Aim of the exercise
Which lines of the items contain the word "branch"? List every such line.

++++ Provided records

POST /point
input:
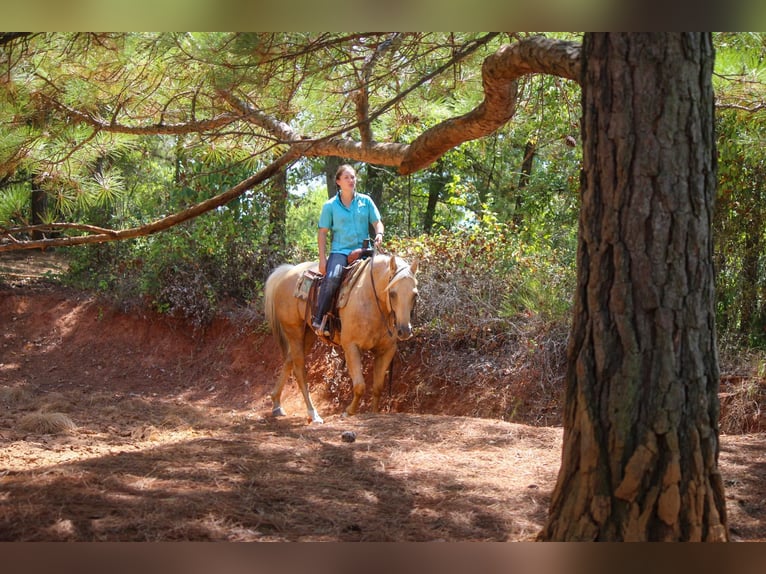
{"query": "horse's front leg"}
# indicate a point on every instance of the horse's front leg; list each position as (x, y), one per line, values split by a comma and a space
(381, 364)
(276, 394)
(354, 365)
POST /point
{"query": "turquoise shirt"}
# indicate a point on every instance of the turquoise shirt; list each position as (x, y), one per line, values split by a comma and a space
(349, 225)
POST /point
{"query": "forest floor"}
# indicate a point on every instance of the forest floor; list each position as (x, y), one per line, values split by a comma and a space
(128, 427)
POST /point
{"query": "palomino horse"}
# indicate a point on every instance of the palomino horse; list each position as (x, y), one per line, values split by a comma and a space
(376, 316)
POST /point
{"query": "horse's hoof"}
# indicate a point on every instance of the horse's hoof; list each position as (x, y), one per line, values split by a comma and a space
(278, 412)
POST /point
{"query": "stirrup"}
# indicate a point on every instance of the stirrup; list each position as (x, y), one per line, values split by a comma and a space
(321, 329)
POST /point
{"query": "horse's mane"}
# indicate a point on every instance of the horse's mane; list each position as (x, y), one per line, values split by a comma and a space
(269, 301)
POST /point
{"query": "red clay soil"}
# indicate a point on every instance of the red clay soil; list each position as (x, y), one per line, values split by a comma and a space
(120, 427)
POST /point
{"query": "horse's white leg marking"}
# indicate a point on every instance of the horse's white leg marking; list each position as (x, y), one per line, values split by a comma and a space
(299, 370)
(276, 394)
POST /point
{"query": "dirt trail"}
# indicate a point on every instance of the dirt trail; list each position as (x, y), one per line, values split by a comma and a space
(172, 439)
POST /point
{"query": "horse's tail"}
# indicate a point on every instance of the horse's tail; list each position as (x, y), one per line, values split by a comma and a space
(269, 304)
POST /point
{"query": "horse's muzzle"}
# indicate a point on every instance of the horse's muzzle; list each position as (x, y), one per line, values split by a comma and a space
(403, 332)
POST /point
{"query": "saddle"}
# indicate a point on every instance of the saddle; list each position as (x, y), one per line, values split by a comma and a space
(308, 285)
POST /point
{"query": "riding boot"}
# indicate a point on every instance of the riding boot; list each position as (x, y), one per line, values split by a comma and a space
(327, 289)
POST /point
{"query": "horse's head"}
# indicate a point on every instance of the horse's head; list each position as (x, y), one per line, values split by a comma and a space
(402, 294)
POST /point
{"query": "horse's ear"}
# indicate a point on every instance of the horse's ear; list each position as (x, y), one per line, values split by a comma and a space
(392, 264)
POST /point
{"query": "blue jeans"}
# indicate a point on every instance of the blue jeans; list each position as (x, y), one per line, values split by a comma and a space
(335, 264)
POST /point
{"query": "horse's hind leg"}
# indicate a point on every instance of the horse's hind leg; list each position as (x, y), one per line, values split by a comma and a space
(276, 394)
(354, 366)
(299, 370)
(381, 365)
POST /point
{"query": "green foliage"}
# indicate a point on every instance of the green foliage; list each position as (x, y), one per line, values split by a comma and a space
(15, 205)
(191, 271)
(488, 276)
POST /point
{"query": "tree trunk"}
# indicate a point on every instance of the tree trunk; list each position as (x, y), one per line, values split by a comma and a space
(640, 454)
(530, 150)
(437, 180)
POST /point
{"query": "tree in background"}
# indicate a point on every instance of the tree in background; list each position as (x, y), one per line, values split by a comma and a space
(640, 458)
(641, 435)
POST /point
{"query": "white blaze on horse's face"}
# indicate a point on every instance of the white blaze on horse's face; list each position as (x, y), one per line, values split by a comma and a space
(402, 294)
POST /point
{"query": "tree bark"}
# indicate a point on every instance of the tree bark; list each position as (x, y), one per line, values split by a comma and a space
(640, 455)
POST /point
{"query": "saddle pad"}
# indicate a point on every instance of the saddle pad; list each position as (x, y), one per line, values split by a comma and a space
(353, 273)
(304, 284)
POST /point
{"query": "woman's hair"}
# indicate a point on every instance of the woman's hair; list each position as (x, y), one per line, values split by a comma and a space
(342, 168)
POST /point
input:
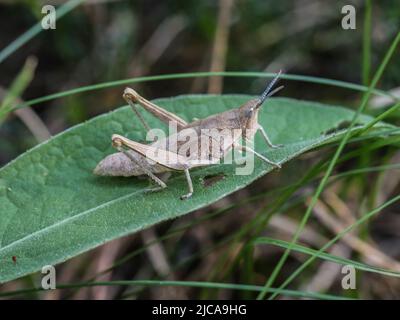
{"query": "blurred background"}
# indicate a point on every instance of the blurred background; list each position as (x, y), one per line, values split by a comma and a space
(108, 40)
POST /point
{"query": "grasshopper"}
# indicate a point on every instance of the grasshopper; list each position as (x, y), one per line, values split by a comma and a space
(137, 159)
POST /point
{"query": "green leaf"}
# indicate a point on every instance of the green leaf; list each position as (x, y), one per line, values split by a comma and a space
(52, 207)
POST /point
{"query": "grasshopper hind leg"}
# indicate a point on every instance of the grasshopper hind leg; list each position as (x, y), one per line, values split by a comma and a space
(161, 184)
(190, 185)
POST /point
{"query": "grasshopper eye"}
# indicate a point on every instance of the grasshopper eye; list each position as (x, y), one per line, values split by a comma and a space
(249, 112)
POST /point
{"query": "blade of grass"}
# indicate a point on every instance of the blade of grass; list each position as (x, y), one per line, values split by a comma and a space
(366, 51)
(35, 30)
(157, 283)
(326, 256)
(316, 254)
(332, 164)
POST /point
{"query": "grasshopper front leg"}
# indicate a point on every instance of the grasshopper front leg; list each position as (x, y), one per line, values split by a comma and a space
(244, 148)
(267, 140)
(132, 97)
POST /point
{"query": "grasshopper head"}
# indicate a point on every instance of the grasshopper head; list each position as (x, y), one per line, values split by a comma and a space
(130, 95)
(249, 110)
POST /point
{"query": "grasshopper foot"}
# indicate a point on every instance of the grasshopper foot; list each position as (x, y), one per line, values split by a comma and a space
(156, 189)
(186, 196)
(276, 165)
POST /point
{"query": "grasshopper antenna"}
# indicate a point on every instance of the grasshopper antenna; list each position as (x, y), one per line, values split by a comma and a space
(267, 92)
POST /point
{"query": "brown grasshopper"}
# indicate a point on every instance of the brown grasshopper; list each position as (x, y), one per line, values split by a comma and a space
(137, 159)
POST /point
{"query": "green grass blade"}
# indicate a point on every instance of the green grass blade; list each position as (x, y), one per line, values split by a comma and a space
(332, 163)
(366, 51)
(326, 256)
(316, 254)
(195, 284)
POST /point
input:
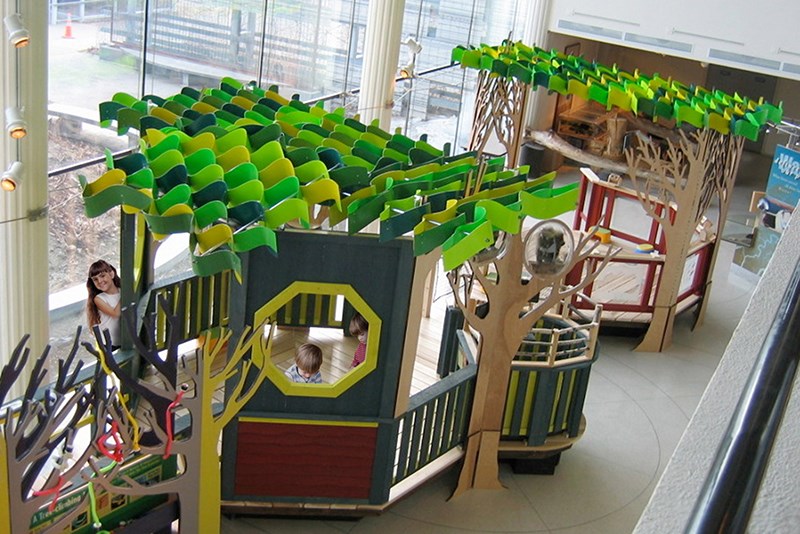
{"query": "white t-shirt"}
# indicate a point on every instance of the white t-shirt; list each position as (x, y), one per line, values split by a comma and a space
(106, 321)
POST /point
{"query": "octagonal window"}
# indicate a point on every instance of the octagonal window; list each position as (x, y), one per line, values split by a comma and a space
(313, 319)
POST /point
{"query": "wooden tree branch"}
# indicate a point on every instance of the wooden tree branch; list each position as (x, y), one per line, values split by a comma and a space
(237, 399)
(470, 316)
(13, 369)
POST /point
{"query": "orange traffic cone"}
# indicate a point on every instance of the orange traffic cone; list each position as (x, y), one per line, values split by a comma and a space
(68, 27)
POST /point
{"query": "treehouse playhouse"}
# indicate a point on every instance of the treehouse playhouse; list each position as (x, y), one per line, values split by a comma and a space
(195, 416)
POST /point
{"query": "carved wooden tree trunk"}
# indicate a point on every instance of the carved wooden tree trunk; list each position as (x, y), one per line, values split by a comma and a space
(510, 316)
(727, 156)
(499, 113)
(498, 346)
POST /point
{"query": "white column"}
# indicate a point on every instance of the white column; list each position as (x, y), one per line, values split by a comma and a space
(381, 53)
(23, 213)
(539, 111)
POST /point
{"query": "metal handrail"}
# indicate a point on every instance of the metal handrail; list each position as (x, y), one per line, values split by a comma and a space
(731, 487)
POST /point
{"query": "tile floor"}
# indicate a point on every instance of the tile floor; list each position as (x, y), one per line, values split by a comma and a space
(637, 407)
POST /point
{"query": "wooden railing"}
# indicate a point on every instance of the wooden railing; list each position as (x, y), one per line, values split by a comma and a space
(435, 423)
(549, 379)
(205, 301)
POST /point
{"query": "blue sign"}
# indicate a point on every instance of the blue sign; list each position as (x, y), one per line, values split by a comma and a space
(783, 185)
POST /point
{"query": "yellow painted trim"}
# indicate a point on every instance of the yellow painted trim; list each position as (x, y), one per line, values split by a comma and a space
(286, 296)
(272, 420)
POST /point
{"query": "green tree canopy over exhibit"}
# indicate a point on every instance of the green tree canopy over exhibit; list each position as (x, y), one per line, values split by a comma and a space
(233, 165)
(651, 96)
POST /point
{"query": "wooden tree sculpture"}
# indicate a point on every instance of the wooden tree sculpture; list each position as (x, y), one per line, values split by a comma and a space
(198, 485)
(685, 177)
(499, 108)
(514, 306)
(35, 432)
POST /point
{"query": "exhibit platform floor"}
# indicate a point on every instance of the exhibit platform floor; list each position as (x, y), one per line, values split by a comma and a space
(637, 407)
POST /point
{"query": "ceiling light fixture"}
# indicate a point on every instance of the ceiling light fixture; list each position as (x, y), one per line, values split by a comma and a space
(15, 124)
(18, 35)
(12, 177)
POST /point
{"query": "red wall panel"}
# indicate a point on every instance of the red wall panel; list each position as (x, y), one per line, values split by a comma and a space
(304, 460)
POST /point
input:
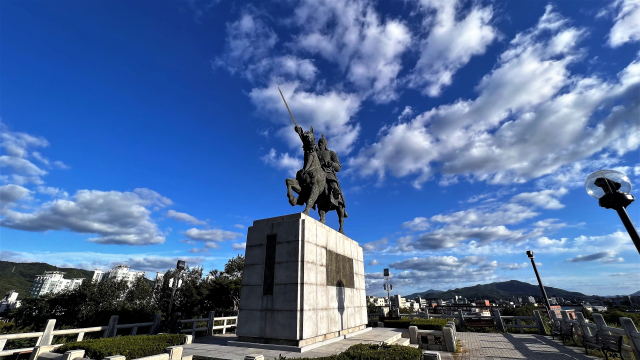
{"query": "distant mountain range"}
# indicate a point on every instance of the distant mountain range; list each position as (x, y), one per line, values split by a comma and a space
(19, 276)
(497, 290)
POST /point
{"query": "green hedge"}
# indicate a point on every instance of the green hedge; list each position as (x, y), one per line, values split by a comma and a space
(373, 352)
(422, 324)
(431, 324)
(403, 323)
(132, 347)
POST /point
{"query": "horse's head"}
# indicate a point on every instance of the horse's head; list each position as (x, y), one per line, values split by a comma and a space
(308, 140)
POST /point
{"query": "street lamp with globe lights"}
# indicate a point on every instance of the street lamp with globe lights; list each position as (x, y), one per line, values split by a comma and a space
(612, 189)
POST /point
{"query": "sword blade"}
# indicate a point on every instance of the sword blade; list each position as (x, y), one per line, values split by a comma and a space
(285, 104)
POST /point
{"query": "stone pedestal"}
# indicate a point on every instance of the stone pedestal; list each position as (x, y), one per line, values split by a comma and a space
(303, 283)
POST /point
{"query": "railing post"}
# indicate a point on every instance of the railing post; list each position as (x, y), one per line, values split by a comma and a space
(586, 331)
(210, 323)
(630, 330)
(498, 318)
(599, 320)
(519, 322)
(47, 335)
(155, 328)
(539, 323)
(111, 330)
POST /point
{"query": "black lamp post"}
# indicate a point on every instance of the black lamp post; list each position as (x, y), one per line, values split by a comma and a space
(612, 189)
(544, 293)
(180, 266)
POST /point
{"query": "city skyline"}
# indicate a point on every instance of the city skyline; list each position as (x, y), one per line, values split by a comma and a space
(141, 135)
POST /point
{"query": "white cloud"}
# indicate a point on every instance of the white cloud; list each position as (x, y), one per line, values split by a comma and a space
(211, 235)
(627, 23)
(283, 162)
(121, 218)
(514, 266)
(546, 199)
(352, 35)
(330, 113)
(531, 117)
(422, 273)
(606, 255)
(249, 39)
(417, 224)
(454, 38)
(406, 113)
(239, 246)
(53, 192)
(375, 245)
(184, 217)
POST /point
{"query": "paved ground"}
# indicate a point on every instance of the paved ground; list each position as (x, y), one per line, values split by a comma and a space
(490, 346)
(475, 346)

++++++++

Full answer
{"query": "wooden tree branch"}
# indicate a point on every instance of the wooden tree branch; list each position as (x, y), one per line, values split by a comma and a space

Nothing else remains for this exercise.